WHAT YOU SHOULD DO >>
Can you rescale the items below by rewriting every line, wording and format samples included, with only the answer coordinates multiplied by 0.4 and rounded to whole numbers, halves up? Omit the pictures.

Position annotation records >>
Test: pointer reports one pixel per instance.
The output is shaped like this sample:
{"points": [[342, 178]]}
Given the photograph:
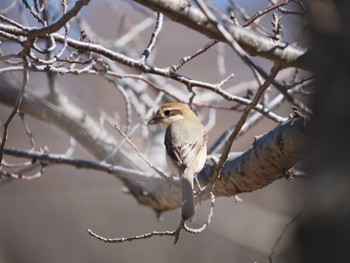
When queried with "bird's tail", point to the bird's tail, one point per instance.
{"points": [[187, 209]]}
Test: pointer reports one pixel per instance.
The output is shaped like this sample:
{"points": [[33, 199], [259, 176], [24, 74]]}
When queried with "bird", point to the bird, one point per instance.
{"points": [[185, 142]]}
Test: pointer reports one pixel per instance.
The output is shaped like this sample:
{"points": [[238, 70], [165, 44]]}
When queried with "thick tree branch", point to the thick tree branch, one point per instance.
{"points": [[269, 158]]}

RESPONSE >>
Test: pointer reports one pixel per instance.
The output is shaped like this sample:
{"points": [[342, 178]]}
Given the photograph:
When queried with "bird's tail", point to the bird's tail, one point per instance.
{"points": [[75, 84]]}
Test: pointer reports one pixel per instance.
The output is shaped like this sample:
{"points": [[33, 199], [259, 176], [24, 74]]}
When queried with "bird", point to the bird, one point per instance.
{"points": [[74, 57]]}
Test: pointer reports one pixel per instance.
The output is shaped like this sample:
{"points": [[238, 70], [165, 44]]}
When queried with "thick tree branch", point to the thick tree branch, one point per instance.
{"points": [[108, 63]]}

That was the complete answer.